> [EXERCISE GOAL]: A copy is needed of each line in the records that has the word "below".
··· SOURCE DATA
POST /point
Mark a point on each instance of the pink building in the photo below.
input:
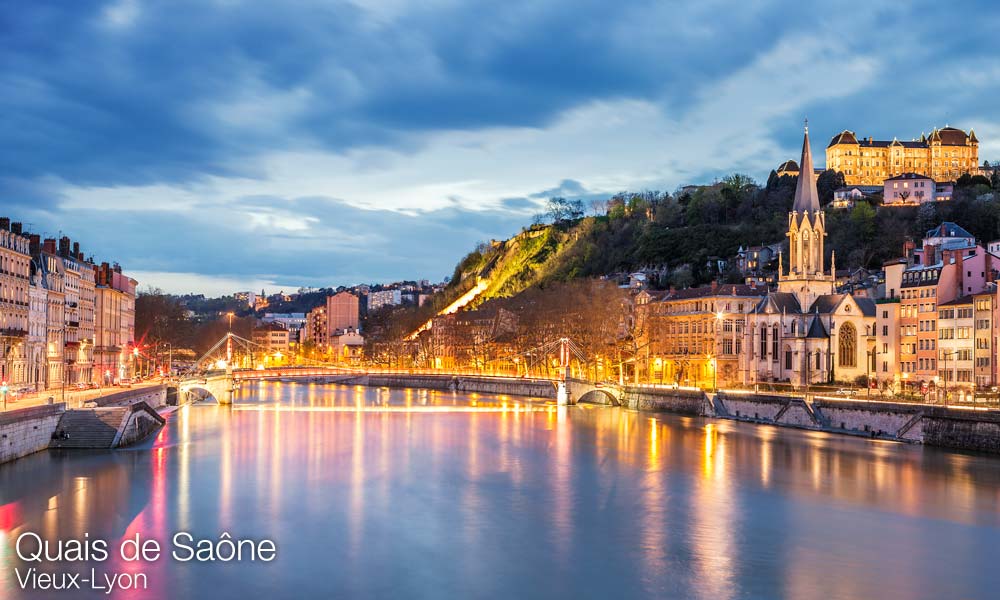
(342, 313)
(913, 188)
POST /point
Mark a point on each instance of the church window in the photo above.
(848, 346)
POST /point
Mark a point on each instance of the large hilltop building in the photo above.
(944, 155)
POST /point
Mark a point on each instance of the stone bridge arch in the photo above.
(585, 392)
(218, 387)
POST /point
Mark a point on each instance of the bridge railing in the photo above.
(325, 371)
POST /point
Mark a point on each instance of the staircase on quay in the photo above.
(90, 428)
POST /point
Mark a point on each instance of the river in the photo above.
(377, 493)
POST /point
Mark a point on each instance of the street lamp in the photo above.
(870, 367)
(715, 372)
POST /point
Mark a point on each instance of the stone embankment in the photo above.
(28, 430)
(948, 427)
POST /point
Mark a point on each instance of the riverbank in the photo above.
(109, 421)
(941, 426)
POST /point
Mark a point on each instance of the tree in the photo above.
(561, 210)
(161, 318)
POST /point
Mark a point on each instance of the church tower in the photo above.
(806, 237)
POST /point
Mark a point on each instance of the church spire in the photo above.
(806, 196)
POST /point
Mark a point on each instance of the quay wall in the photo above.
(962, 429)
(952, 428)
(142, 421)
(155, 397)
(28, 430)
(683, 402)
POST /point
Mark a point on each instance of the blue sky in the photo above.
(221, 145)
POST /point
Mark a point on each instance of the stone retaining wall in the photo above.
(962, 429)
(683, 402)
(871, 418)
(28, 430)
(155, 397)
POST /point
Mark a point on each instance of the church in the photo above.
(804, 332)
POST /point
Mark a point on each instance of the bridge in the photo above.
(219, 385)
(581, 391)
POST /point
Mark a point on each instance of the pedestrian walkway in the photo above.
(74, 398)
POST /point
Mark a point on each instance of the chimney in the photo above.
(104, 277)
(929, 254)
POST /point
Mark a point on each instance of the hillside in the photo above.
(679, 236)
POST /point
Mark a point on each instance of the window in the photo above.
(848, 346)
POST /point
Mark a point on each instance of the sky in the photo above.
(220, 145)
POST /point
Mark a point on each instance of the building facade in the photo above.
(944, 155)
(805, 333)
(342, 313)
(15, 277)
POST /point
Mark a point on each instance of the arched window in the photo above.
(847, 346)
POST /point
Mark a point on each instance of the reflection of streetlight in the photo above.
(712, 361)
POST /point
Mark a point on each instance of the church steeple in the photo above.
(806, 196)
(806, 277)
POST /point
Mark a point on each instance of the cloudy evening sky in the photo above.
(220, 145)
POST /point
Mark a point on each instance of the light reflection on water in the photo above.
(373, 492)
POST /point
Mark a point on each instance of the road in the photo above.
(73, 398)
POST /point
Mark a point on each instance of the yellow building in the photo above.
(945, 155)
(694, 337)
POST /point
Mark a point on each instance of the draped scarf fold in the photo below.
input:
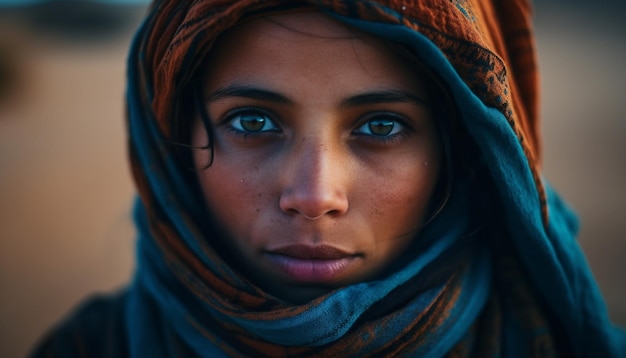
······
> [EXERCISE RESULT]:
Mark a point on each instance of the pink building in the photo below.
Mark a point on each instance of the draped scarf fold in the photo below.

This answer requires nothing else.